Could you repeat all of the entries exactly, leaving out any pictures?

== Input

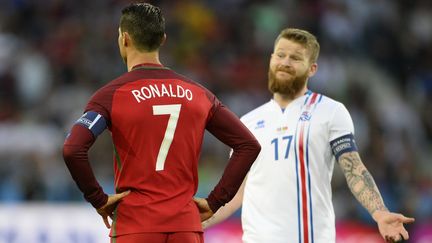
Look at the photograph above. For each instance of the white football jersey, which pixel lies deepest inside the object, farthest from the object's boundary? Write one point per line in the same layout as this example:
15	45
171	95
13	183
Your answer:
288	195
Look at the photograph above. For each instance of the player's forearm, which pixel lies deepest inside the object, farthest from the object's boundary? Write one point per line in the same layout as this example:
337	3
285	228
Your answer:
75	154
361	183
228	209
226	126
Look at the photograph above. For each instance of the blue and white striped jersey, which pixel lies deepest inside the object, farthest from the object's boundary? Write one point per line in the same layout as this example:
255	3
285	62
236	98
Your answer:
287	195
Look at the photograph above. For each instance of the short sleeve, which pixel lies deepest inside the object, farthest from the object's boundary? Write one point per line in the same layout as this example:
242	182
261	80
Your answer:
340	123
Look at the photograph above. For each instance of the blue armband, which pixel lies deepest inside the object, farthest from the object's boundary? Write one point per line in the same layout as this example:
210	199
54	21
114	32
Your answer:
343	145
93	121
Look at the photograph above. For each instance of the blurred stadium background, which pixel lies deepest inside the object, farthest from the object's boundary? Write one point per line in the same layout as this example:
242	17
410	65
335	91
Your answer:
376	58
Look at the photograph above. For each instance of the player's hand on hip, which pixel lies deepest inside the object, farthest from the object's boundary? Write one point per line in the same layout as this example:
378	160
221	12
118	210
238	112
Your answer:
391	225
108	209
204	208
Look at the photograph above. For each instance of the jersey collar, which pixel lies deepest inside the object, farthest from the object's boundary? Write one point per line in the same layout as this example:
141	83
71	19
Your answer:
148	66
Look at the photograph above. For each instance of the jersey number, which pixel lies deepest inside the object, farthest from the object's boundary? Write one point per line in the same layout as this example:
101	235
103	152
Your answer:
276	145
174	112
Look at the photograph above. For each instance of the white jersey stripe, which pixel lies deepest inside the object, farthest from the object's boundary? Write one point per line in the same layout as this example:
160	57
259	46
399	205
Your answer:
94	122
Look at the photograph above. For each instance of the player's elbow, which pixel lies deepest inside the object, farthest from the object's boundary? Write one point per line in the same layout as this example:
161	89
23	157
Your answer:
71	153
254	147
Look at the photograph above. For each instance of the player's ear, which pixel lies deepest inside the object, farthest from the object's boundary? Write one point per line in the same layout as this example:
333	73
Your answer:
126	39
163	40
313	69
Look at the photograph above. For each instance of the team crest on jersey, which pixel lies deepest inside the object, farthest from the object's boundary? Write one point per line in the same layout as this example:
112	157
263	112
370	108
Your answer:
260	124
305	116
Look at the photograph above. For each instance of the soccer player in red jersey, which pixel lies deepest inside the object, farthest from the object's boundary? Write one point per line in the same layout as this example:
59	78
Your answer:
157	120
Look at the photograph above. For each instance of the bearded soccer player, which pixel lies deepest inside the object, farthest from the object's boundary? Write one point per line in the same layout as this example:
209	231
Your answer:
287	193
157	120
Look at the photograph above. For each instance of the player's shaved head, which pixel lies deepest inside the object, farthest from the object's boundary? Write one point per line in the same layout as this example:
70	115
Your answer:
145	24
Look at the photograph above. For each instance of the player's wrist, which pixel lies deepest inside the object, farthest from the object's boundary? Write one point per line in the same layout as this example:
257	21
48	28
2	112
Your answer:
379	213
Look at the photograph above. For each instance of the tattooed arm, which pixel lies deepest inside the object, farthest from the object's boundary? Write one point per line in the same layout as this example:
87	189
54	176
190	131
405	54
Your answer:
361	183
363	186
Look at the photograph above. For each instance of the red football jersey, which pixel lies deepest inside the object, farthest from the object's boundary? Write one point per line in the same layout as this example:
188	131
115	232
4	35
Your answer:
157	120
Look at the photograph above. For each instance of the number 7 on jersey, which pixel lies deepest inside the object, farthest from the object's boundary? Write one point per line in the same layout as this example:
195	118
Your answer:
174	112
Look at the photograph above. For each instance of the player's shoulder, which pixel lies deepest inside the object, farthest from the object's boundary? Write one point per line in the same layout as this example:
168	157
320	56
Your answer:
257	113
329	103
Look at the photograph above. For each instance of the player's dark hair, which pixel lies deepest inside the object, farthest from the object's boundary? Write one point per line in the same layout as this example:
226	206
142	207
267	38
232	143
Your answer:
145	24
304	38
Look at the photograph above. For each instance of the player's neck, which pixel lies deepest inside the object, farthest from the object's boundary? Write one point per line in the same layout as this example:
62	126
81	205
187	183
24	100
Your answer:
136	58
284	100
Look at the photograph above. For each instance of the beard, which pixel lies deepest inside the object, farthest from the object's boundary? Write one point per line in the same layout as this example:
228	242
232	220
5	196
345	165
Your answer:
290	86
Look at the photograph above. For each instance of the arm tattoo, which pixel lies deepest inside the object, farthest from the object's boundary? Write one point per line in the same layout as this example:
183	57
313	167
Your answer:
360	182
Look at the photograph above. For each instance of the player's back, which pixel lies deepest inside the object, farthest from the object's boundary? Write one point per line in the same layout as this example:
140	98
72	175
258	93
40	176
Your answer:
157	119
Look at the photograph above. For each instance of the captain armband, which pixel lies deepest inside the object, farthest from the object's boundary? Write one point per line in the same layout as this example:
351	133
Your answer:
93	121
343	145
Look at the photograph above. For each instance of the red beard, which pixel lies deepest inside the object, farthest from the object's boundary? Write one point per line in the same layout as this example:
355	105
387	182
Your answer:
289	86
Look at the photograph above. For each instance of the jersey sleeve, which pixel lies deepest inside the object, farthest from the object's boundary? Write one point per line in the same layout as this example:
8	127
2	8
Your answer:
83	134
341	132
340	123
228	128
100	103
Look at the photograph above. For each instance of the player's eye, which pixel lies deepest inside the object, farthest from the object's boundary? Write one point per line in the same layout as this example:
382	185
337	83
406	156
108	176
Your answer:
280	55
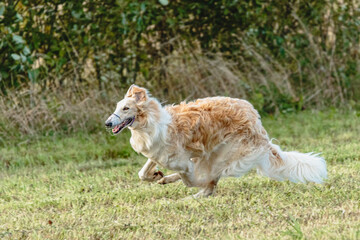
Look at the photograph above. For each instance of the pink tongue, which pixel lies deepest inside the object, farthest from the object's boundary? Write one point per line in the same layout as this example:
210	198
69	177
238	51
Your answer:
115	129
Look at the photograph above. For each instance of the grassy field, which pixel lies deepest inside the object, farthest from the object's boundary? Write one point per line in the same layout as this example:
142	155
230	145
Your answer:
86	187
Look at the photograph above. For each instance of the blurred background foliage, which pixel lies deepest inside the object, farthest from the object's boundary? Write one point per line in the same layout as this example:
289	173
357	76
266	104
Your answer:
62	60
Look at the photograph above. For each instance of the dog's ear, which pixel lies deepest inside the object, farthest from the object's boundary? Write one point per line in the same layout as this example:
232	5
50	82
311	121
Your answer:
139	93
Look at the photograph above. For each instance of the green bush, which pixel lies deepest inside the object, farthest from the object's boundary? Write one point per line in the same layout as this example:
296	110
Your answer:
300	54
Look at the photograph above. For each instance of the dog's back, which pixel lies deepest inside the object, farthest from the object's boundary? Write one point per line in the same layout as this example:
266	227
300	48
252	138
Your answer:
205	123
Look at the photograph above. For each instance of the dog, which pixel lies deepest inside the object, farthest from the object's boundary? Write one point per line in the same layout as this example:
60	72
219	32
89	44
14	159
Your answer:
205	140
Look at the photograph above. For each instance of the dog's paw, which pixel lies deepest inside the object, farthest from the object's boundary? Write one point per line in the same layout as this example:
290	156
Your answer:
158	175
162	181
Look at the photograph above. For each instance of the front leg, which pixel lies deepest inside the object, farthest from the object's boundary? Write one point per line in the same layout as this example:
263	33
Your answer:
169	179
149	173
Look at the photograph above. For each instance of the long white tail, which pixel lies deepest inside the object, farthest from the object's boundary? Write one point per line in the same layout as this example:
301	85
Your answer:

====

Written solution:
Look at the photograph above. For each instance of the white football jersey, which pixel lies deepest inside the object, farthest from the object's boundary? Write one point per line in the same layout as this example:
15	45
171	95
13	183
Your answer:
288	195
Look at the photograph above. For each instance of the player's forearm, which pixel lies deepest inside the object, farthest from the object's boundary? Write one point per line in the same layout as this example:
337	3
285	228
Your answer:
75	154
361	183
228	209
226	126
Look at the photograph above. For each instance of the blue and white striped jersey, which pixel lies deepest inside the object, farthest from the object's boundary? Write one point per line in the same layout as this example:
255	3
285	62
236	98
Your answer:
287	195
Look at the photograph above. For each instance of the short sleeve, which pixel lies deepest inside the object, farthest from the object's boundary? Write one point per line in the same layout as this example:
242	182
261	80
Your answer:
340	123
Look at the photograph above. For each instance of the blue armband, which pixel lies deepest inside the object, farthest from the object's boundary? Write one point per line in the same layout as this example:
210	199
54	21
114	32
Your answer:
343	145
93	121
Look at the photograph above. For each instance of the blurred stadium background, which pixel lies deepest inside the object, farthest from the object's boundary? Write one point per line in the same layout as this example:
242	17
410	65
335	91
Your answer:
376	58
Look at the photograph above. For each instance of the player's hand on hip, which pixel lies deepest inside the object, farthest from the object's boundary? Write one point per line in the same layout as this example:
378	160
221	12
118	210
238	112
Your answer:
391	225
108	209
204	208
Look at the photograph above. For each instance of the jersey collar, which pixel lies deepest inside the object, farthest from the object's boundary? Write one point per line in the same layout as this example:
141	83
71	19
Your answer:
148	66
Look at the photograph above. For each instance of the jersey number, which pixel lies deepest inside the object, farthest from the object's boundary? Write one point per line in the same layout as this example:
101	235
103	152
Your answer:
276	145
174	112
Look at the photograph above. For each instance of the white jersey stripe, which pixel lies deepest inside the object, farthest from the object's boundary? Write one point per line in the same layout as this example:
160	57
259	46
399	205
Your answer:
94	122
Look at the photograph above. For each instance of the player's elbow, which pixel lies deepest inside the object, farthest from the object's boundary? Write one point per line in the same layout as this example:
161	89
23	157
Your answer:
71	153
254	147
Look at the photograph above. For each instance of the player's ear, which pixel lies deepest inside the object, farthest from the object's boundary? Write one point per line in the same layout as this example:
333	73
Your answer:
126	39
163	40
313	69
Look at the photograph above. For each instance of the team crest on jersey, which pixel lies deepest inside the object, farthest from the object's boundary? Write one point per line in the same layout as this example:
112	157
263	112
370	108
Your answer:
260	124
305	116
Look at the photograph above. For each instance of the soccer player in red jersey, which pixel lies deepest inside the object, farthest from the object's boundary? Write one point per line in the same layout as this example:
59	78
Your answer:
157	120
Look at the photograph above. For each instance of the bearded soccer player, which pixel lies deepest inside the object, farthest from the object's boundary? Write one point per line in the same layout as this example:
209	231
Your answer:
287	193
157	120
Look at the photograph above. For each instance of the player's shaved head, which pixel lies deepest inside the object, farthest from the object's boundary? Write one point per line in the same layout as this example:
70	115
Your answer:
145	24
Look at the photograph above. For each instance of the player's wrist, which pixel lies deepest inside the object, farthest from the object's boundary? Write one point per line in the same layout as this example:
257	21
48	28
2	112
Your answer:
379	213
Look at the photograph above. For each instance of the tattooed arm, which pixel lies deepest inside the object, farthest from the object's boundary? Write one point per line in the same layout as this example:
87	189
54	176
190	131
405	54
Your answer:
361	183
363	186
Look at the photograph above. For each instance of the red football jersey, which pixel lies deepest inside the object, farthest from the object's boundary? Write one point per line in the same layout as this example:
188	131
115	232
4	35
Your answer:
157	120
Look at the photograph above. For each instance of the number 7 on jersey, which pixel lies deepest inside the object, farthest from the object's boundary? Write one point per line in the same layout as this example:
195	118
Your answer:
174	112
Look at the photograph above. For each instance of the player's shoulder, which pixel lies deepest inside the object, farthest from the object's boundary? Write one point per line in the same layout as this example:
168	157
320	56
Your answer:
257	113
329	103
Look at the photograph above. For each instance of the player's dark hair, which pixel lies deepest inside the object, farthest from the object's boundary? Write one point per line in the same layout as this example:
226	206
142	207
267	38
232	143
Your answer:
145	24
304	38
Look at the photograph above. For each instance of the player's neck, which pixel lies deepest inside the object, farthest from the object's boundary? Write one point per line in the same layout as this example:
62	126
81	205
187	183
24	100
Your answer:
136	58
284	100
Look at the photograph above. For each instance of the beard, which pixel lies deepest inside the object, farthest from the object's boundary? Write one point per line in the same layout as this example:
228	242
232	220
5	196
345	165
Your answer:
290	86
Look at the photograph above. For each instance of the arm tattoo, which pixel lies deepest inside the object, farthest from the object's boundary? Write one point per line in the same layout as this example:
183	57
313	167
Your answer:
360	182
Look at the photograph above. For each instance of the player's back, which pixel lies deepest inside the object, farthest from the object's boundary? Write one point per line in the same layout as this example:
140	98
72	175
258	93
40	176
Your answer:
157	119
Look at the photograph above. For each instance of the captain armband, which pixel lies deepest inside the object, farthest from the object's boundary? Write one point per line in the same layout as this example:
351	133
Your answer:
93	121
343	145
Look at the photograph above. For each instance of the red beard, which pixel lies deepest inside the object, farthest from the object's boundary? Write one point per line in the same layout as this example:
355	105
387	182
Your answer:
289	86
Look at the photograph above. For each instance of the jersey sleeve, which pixel lies deepest inside the object, farthest from the object's boundary? Write one point per line in the same layout as this example:
8	127
2	8
Your answer:
83	134
341	132
340	123
228	128
100	103
Look at the photograph above. For each instance of the player's eye, which pixel lies deepest inside the object, farthest from the object's boundary? Write one point per line in the same layout as this example:
382	185
337	83
406	156
108	176
Your answer:
280	55
Look at the photograph above. For each instance of the pink tongue, which pixel lies deepest inside the object, farthest from the object's boundary? Write one point per line in the same layout as this example:
210	198
69	177
238	51
Your answer:
115	129
Look at the photograph above. For each instance of the grassy field, which pixel lies deepest inside the object, farthest from the object's boundary? Write one point per line in the same layout as this example:
142	155
230	145
Your answer:
86	187
Look at the photograph above. For each instance of the blurred background foliage, which pixel lies deepest inside the object, farthest from the object's boundary? Write one point per line in the same layout as this example:
289	173
357	76
266	104
Your answer:
62	60
Look at the photograph above. For each instance of the dog's ear, which pixel lies deepest inside the object, farthest from the object's boundary? Write one point per line in the same layout as this example:
232	5
50	82
311	121
Your answer:
139	93
Look at the photograph above. For each instance of the green bush, which pixel lies deepest inside the object, farthest from the object's boundary? Write one point per line in the same layout as this example:
296	110
Your answer:
300	54
Look at the photograph above. For each instance of the dog's back, which pixel lies deepest inside the object, farthest from the object's boundary? Write one point per line in the same layout as this example:
266	227
300	48
252	138
Your answer:
205	123
Look at the photograph above. For each instance of the dog, which pixel lies deepest inside the object, farthest from the object's boundary? Write one point per line in the same layout as this example:
60	72
219	32
89	44
14	159
Your answer:
205	140
Look at the photograph above. For each instance of the dog's paw, which pixel lies deepest inside the object, farthest from the object's boundary? Write one point per line in the same layout as this example:
290	156
Your answer:
158	175
162	181
Look at the photograph above. For each instance of the front leg, which pixel lies deepest inside the object, farthest from the object's boundary? Write one point per line in the same layout as this example:
263	33
Your answer:
169	179
149	173
Look at the photograph above. For each instance of the long white tail, which pixel lies deepest inside the object, farthest from the object's boundary? Write one point per line in the same layout as this example:
301	85
Your answer:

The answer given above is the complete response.